• _AIM A_:
Return the article on Popeye's wedding below word for word, in full.

□ □ □ □

Debate erupted when this toon got married

Do you remember which toon tied the knot in '99?

1999 was a year rife with controversy. No, we're not just listing Prince albums, we're talking about the very real fan blowback when Popeye was married in his 70th anniversary comic book. 

"The Wedding of Popeye and Olive" ruffled more than a few feathers when it hit comic stands across the nation. Bluto wasn't the only one who needed to speak now or forever hold his peace. Some real-life characters were steamed over the wedding (which by all accounts was an otherwise classy affair). The Official Popeye Fan Club, based in Chester, Illinois, was at the forefront of a vocal minority of fans who disliked the toon union.

"As Popeye would say, 'The whole idea of me marryin' is disgustipatin'.'" Although he was attempting to speak for his favorite 2-D sailor, those were actually the words of fan club president Mike Brooks. "We're not throwing any rice here in Chester. We know Popeye would never hitch up with Olive. It would destroy the love triangle between her, him and Bluto. The wedding is pure fantasy, a scheme, a disgrace." Brooks' very real words and feelings about a very-much-so made up event were recorded forever in the Des Moines Register in April of 1999.

□ □ □ □

• _AIM B_:
In the rows below, retype the lines verbatim, beginning at the line that contains "Where can you see the red" and stopping after the line that contains "(1147, 340)".

• _EXTRACTED INFORMATION_:
□ □ □ □

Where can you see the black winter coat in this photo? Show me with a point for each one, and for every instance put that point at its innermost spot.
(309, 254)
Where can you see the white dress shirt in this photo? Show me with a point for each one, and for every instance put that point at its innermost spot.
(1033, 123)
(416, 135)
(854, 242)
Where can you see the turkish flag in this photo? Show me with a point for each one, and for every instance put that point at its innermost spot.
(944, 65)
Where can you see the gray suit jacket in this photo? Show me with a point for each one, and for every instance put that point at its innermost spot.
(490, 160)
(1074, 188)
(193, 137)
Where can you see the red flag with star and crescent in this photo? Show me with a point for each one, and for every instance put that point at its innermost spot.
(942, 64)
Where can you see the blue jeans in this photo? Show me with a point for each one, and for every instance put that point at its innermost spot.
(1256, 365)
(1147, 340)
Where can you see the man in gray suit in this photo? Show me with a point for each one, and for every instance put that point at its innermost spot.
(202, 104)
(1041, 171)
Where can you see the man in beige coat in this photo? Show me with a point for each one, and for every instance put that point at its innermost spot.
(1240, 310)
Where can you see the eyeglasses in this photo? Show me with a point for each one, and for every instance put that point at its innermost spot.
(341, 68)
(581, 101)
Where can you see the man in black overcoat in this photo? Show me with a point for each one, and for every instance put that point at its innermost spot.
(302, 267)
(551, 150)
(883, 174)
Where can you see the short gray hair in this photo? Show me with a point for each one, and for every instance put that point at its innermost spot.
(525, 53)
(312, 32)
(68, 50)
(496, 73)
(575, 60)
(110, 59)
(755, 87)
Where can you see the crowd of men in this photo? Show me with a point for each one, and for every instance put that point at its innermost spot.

□ □ □ □

• _CORRECT RESULT A_:
Debate erupted when this toon got married

Do you remember which toon tied the knot in '99?

1999 was a year rife with controversy. No, we're not just listing Prince albums, we're talking about the very real fan blowback when Popeye was married in his 70th anniversary comic book. 

"The Wedding of Popeye and Olive" ruffled more than a few feathers when it hit comic stands across the nation. Bluto wasn't the only one who needed to speak now or forever hold his peace. Some real-life characters were steamed over the wedding (which by all accounts was an otherwise classy affair). The Official Popeye Fan Club, based in Chester, Illinois, was at the forefront of a vocal minority of fans who disliked the toon union.

"As Popeye would say, 'The whole idea of me marryin' is disgustipatin'.'" Although he was attempting to speak for his favorite 2-D sailor, those were actually the words of fan club president Mike Brooks. "We're not throwing any rice here in Chester. We know Popeye would never hitch up with Olive. It would destroy the love triangle between her, him and Bluto. The wedding is pure fantasy, a scheme, a disgrace." Brooks' very real words and feelings about a very-much-so made up event were recorded forever in the Des Moines Register in April of 1999.

• _CORRECT RESULT B_:
Where can you see the red flag with star and crescent in this photo? Show me with a point for each one, and for every instance put that point at its innermost spot.
(942, 64)
Where can you see the blue jeans in this photo? Show me with a point for each one, and for every instance put that point at its innermost spot.
(1256, 365)
(1147, 340)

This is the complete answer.